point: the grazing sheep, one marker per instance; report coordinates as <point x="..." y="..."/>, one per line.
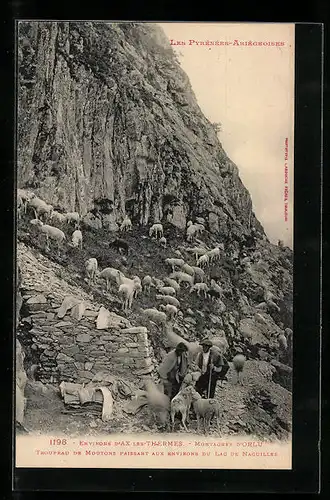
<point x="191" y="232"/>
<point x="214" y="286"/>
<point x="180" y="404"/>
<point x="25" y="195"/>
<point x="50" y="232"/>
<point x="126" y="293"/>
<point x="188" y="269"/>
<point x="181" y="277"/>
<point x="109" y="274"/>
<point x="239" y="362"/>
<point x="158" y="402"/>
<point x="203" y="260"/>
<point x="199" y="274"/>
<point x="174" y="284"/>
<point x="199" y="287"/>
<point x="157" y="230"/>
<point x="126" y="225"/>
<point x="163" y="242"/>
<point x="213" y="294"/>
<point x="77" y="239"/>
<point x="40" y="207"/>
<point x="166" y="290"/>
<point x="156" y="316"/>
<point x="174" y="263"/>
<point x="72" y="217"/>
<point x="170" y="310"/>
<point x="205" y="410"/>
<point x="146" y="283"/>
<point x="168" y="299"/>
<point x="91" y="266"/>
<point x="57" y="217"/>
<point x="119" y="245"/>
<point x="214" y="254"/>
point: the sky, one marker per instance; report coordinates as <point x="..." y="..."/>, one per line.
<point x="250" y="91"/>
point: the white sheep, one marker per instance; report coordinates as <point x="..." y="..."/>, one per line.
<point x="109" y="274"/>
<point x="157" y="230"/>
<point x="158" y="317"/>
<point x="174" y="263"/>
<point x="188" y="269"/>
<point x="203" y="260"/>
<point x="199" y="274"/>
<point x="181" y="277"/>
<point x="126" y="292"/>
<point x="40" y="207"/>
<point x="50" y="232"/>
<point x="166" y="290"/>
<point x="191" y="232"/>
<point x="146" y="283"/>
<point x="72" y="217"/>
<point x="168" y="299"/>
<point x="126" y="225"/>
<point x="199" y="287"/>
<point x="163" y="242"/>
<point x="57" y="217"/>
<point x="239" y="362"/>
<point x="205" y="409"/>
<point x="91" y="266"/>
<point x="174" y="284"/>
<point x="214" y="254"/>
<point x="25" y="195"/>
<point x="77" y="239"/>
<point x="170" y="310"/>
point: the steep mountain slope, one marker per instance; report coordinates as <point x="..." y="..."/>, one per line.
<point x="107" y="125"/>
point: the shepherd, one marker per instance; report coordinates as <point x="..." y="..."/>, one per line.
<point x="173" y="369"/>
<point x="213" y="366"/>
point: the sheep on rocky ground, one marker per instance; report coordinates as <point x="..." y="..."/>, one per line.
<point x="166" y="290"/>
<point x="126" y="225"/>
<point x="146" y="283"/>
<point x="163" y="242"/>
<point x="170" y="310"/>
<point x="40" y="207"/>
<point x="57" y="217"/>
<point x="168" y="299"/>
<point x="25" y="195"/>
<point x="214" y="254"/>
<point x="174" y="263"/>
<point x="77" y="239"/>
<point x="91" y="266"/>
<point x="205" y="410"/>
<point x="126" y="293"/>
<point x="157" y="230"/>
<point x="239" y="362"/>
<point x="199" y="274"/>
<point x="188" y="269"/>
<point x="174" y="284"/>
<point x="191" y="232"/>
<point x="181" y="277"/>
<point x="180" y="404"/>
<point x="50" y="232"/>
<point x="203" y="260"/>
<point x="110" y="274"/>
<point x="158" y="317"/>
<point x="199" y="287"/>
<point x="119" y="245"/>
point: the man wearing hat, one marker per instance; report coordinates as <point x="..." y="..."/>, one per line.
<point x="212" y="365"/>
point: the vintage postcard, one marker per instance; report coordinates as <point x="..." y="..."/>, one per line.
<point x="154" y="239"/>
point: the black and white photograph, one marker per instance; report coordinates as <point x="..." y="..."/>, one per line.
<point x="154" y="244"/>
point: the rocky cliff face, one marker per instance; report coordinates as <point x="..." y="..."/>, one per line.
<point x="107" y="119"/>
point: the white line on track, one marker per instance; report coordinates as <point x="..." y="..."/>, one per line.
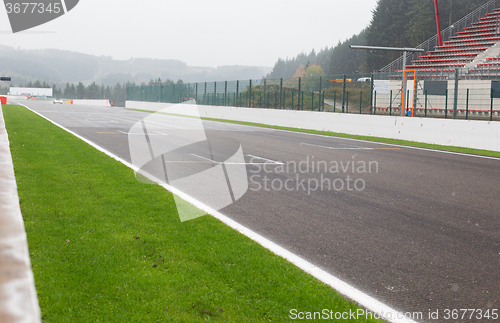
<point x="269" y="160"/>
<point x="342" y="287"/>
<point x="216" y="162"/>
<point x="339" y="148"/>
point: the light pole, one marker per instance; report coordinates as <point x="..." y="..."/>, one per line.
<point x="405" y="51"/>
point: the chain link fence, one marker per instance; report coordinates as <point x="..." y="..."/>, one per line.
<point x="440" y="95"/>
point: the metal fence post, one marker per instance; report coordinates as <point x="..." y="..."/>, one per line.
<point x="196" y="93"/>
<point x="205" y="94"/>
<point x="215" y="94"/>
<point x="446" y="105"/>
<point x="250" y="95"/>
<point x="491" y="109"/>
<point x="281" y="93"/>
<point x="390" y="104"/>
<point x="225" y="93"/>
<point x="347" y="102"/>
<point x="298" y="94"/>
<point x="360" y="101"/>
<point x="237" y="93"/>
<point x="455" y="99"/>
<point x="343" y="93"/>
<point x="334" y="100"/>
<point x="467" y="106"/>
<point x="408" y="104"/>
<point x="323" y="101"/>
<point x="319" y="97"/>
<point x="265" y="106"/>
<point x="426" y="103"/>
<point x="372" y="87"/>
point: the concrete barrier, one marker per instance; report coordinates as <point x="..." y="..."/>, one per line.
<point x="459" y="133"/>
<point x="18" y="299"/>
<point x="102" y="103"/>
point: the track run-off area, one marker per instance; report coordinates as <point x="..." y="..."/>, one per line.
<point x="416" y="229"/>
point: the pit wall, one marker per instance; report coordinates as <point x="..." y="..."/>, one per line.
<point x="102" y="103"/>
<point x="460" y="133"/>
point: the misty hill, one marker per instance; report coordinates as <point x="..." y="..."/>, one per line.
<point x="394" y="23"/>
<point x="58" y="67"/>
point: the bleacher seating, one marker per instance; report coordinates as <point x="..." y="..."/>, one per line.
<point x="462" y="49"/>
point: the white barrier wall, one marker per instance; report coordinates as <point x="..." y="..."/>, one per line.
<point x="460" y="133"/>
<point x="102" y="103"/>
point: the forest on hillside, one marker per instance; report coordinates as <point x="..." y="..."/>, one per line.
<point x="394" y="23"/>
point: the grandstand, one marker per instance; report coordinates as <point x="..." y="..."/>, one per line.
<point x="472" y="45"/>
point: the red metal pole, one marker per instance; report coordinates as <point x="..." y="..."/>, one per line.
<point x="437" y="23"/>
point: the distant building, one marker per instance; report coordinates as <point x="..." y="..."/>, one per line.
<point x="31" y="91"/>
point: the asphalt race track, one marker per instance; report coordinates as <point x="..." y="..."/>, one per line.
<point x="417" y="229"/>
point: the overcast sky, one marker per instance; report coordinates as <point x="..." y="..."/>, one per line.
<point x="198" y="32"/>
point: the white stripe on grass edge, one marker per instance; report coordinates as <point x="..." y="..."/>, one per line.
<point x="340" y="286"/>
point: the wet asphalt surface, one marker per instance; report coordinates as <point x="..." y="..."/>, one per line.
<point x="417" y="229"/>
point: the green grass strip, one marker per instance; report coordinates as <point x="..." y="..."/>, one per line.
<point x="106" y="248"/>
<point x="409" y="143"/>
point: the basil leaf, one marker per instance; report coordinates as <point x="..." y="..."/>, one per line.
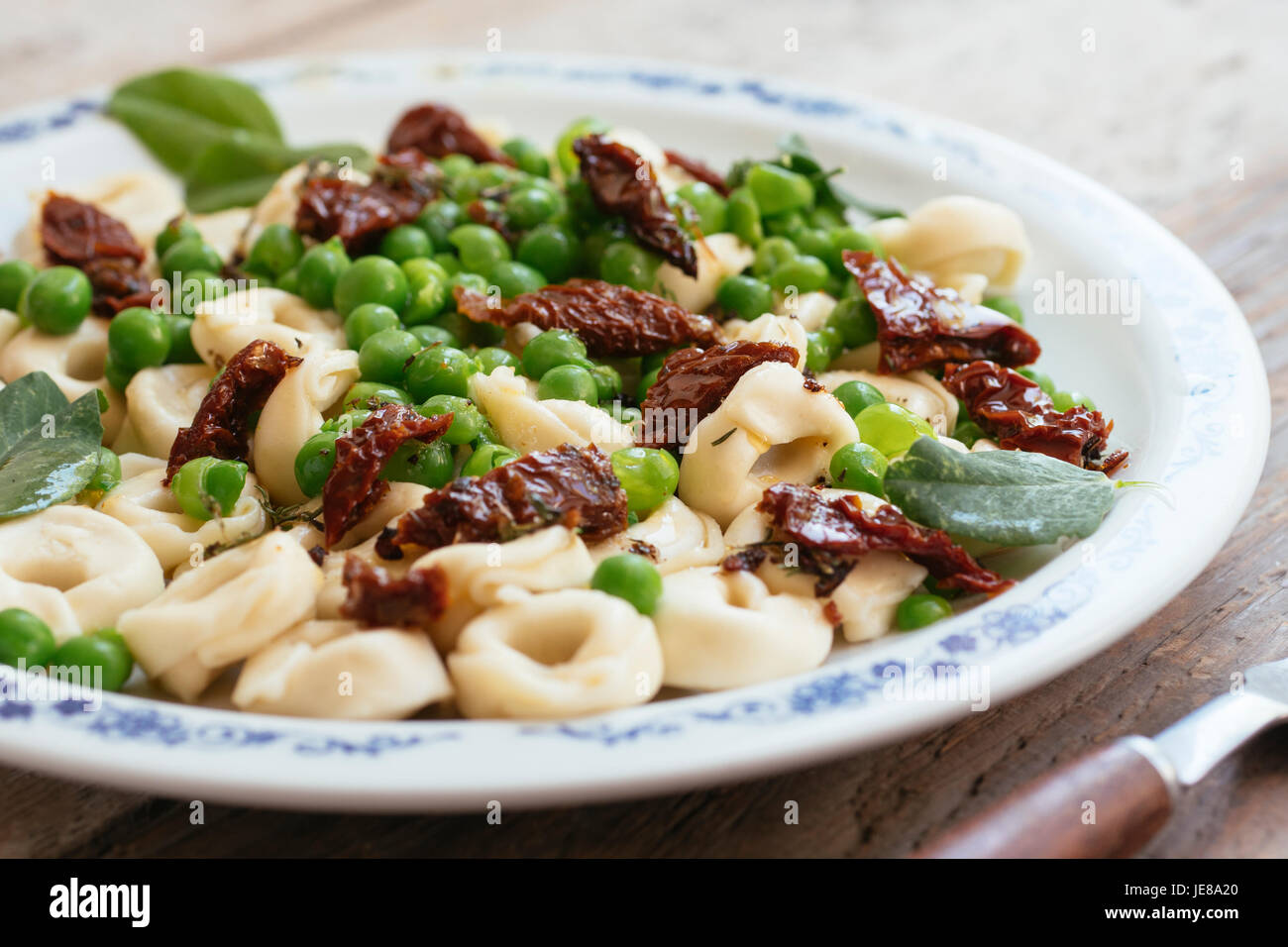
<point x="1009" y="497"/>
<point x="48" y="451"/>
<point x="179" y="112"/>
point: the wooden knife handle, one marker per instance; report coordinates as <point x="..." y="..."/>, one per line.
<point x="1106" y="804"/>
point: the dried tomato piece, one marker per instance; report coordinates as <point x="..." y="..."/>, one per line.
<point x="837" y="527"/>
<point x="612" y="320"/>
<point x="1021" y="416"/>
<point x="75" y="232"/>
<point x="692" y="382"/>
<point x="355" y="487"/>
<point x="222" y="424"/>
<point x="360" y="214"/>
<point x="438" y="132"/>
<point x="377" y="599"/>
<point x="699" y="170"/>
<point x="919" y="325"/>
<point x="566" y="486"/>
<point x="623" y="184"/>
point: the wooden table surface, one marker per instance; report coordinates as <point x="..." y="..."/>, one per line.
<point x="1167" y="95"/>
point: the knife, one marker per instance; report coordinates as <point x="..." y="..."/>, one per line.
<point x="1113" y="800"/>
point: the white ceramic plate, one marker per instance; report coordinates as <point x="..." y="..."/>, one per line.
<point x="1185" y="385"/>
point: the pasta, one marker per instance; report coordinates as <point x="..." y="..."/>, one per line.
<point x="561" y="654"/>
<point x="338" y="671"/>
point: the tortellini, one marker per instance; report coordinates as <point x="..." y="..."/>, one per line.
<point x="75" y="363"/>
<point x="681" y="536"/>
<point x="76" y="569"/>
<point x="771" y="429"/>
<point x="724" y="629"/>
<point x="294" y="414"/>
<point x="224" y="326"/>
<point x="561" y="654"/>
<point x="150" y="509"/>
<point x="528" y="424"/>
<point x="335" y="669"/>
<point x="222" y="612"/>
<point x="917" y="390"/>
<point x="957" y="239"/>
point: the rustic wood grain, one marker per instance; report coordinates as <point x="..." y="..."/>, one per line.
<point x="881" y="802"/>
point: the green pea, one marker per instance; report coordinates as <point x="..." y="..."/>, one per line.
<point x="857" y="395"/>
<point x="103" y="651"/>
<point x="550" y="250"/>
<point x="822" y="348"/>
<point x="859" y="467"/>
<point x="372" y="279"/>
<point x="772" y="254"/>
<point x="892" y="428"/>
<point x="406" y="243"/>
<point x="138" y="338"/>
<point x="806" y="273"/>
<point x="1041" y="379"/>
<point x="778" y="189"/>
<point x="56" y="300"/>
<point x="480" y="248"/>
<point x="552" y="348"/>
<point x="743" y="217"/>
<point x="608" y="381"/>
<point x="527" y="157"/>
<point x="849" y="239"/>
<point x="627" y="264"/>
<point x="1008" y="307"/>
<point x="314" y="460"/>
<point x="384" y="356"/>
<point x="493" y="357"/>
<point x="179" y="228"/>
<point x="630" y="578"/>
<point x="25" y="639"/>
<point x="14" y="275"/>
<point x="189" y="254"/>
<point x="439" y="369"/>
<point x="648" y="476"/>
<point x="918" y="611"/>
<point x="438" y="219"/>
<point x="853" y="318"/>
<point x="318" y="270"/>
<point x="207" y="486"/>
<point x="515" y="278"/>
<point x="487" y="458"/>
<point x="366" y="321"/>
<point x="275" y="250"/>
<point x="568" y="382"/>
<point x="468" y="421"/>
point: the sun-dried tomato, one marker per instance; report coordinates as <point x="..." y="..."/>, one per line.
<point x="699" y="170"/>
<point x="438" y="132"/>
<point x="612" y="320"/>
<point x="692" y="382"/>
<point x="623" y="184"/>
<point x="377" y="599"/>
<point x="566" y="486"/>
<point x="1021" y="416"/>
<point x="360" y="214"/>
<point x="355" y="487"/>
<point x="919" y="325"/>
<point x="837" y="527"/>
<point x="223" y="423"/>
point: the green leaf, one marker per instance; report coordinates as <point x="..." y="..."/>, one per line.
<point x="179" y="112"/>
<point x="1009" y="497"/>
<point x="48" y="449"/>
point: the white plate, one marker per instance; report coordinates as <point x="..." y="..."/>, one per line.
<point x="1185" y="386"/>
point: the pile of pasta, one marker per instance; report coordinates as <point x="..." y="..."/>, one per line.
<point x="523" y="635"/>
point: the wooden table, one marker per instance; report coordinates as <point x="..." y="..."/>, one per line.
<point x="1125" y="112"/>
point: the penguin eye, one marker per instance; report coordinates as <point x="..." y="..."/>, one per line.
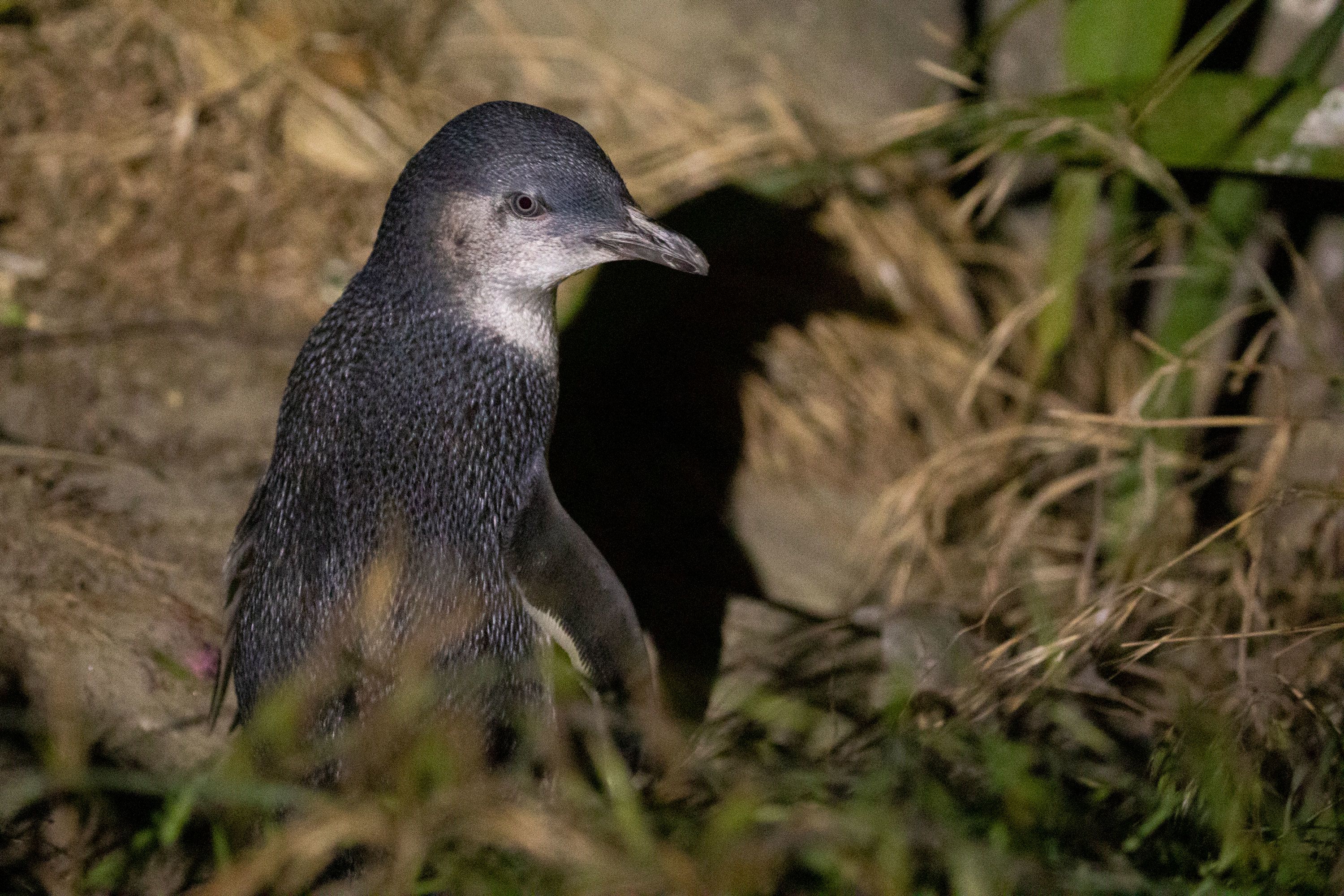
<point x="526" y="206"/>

_____

__What the task asks__: Starting with the line that contains "point: the wooden table, one" and going on through the last line of the items above, lay out those lines as a Markdown table with the columns Row and Item line, numbering each row. Leave out blank lines and picture lines.

__In response__:
| Row | Item line |
|---|---|
| 1 | point: the wooden table, one marker per instance; report coordinates as <point x="..." y="..."/>, one per line. |
| 2 | <point x="1125" y="112"/> |
| 3 | point: the penguin eye, one marker per instance; report coordinates as <point x="..." y="..."/>, one per line. |
| 4 | <point x="526" y="206"/> |